▶ **Consegna**:
In quali righe del materiale compare la stringa "negative"? Individuale e copiale tutte, distinguendo tra maiuscole e minuscole.

[Voci di dati memorizzate]

⁂

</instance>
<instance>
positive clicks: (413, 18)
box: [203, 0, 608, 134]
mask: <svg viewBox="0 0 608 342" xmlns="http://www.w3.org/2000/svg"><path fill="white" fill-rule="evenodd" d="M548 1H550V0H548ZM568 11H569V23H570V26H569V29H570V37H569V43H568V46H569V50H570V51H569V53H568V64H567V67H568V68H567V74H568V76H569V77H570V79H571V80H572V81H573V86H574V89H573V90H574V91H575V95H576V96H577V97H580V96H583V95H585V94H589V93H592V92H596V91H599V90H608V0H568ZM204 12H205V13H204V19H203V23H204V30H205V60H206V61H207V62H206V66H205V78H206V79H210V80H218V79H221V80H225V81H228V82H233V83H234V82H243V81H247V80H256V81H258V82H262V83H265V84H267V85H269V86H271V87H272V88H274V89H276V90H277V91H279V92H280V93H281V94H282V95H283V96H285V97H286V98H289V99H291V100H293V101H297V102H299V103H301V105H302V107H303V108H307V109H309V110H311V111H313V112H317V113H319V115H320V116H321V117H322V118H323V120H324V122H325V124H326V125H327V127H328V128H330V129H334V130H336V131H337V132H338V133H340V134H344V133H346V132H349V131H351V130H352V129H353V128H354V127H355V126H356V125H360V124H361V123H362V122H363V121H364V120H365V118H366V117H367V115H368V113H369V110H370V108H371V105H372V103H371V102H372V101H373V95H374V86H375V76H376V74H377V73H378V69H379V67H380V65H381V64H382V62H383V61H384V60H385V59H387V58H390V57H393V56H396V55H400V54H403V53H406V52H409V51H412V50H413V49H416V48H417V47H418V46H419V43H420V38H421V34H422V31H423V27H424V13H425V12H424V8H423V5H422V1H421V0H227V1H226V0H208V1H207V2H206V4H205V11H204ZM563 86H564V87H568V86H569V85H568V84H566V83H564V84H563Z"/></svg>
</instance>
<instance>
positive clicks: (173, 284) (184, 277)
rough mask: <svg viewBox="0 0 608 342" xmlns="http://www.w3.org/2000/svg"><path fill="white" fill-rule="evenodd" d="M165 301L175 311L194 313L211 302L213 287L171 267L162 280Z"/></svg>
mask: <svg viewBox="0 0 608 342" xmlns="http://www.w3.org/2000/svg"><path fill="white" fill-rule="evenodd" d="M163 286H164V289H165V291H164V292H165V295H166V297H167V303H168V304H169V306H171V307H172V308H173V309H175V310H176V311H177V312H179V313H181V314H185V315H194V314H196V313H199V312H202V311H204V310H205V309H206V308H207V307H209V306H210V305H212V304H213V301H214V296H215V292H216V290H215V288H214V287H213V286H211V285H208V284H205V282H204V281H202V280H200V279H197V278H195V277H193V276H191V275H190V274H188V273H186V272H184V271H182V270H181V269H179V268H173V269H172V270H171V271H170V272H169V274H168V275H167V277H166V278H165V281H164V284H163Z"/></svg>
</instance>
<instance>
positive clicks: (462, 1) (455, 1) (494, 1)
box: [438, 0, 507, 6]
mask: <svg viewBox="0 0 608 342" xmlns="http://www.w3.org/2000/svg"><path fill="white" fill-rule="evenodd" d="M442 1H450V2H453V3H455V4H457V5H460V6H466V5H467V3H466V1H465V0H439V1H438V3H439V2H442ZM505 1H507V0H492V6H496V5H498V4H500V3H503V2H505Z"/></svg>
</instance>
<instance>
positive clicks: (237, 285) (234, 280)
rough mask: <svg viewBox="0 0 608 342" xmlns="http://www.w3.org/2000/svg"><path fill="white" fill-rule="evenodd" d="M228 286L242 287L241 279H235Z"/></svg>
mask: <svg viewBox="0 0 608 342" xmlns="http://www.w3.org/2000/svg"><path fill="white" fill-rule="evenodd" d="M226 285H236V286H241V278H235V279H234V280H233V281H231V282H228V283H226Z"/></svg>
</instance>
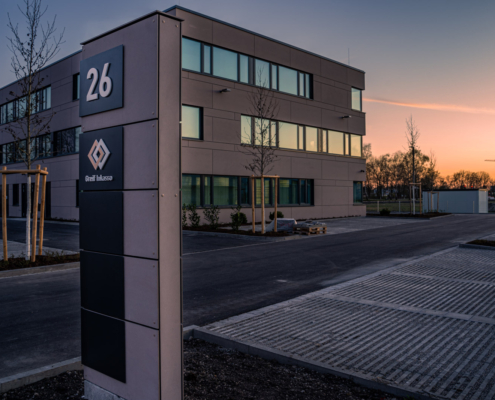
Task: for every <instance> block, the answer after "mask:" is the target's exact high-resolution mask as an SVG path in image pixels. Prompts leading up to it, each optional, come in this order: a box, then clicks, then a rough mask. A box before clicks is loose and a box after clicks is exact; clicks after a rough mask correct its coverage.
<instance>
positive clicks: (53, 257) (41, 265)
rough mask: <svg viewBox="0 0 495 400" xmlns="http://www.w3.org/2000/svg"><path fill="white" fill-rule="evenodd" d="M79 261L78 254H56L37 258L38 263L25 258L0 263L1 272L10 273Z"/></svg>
mask: <svg viewBox="0 0 495 400" xmlns="http://www.w3.org/2000/svg"><path fill="white" fill-rule="evenodd" d="M76 261H79V253H78V254H56V255H46V256H36V261H35V262H31V261H30V260H26V259H25V258H24V257H17V258H9V260H8V261H4V260H1V261H0V271H8V270H11V269H22V268H32V267H41V266H45V265H54V264H65V263H69V262H76Z"/></svg>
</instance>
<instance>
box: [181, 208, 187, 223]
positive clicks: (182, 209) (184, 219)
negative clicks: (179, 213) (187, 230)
mask: <svg viewBox="0 0 495 400" xmlns="http://www.w3.org/2000/svg"><path fill="white" fill-rule="evenodd" d="M186 226H187V205H186V204H185V203H184V204H182V227H183V228H184V227H186Z"/></svg>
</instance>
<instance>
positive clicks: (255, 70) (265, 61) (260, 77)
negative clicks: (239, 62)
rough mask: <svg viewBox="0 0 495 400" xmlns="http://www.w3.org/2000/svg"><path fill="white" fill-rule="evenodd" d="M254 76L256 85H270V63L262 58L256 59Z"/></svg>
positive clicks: (267, 86) (254, 64) (264, 85)
mask: <svg viewBox="0 0 495 400" xmlns="http://www.w3.org/2000/svg"><path fill="white" fill-rule="evenodd" d="M254 65H255V71H254V77H255V82H256V86H262V87H266V88H269V87H270V63H268V62H266V61H261V60H255V61H254Z"/></svg>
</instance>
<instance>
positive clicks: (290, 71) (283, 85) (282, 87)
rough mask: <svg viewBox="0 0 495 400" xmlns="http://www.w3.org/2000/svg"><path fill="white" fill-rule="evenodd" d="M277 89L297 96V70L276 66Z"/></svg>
mask: <svg viewBox="0 0 495 400" xmlns="http://www.w3.org/2000/svg"><path fill="white" fill-rule="evenodd" d="M278 90H280V91H281V92H285V93H289V94H293V95H296V96H297V71H296V70H294V69H291V68H286V67H282V66H280V65H279V66H278Z"/></svg>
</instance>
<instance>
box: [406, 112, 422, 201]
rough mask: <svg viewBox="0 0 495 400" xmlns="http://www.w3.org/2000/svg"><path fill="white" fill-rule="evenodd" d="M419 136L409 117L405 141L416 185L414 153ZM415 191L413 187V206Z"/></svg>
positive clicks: (414, 188)
mask: <svg viewBox="0 0 495 400" xmlns="http://www.w3.org/2000/svg"><path fill="white" fill-rule="evenodd" d="M419 136H420V132H419V129H418V127H417V126H416V124H415V123H414V120H413V118H412V115H411V116H410V117H409V118H407V119H406V140H407V145H408V147H409V150H410V151H411V153H412V172H413V174H412V179H413V183H416V151H417V146H418V140H419ZM415 191H416V188H415V187H414V186H413V206H414V204H415Z"/></svg>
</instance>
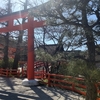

⁂

▶ **Risultato**:
negative clicks: (179, 213) (187, 230)
negative clicks: (239, 62)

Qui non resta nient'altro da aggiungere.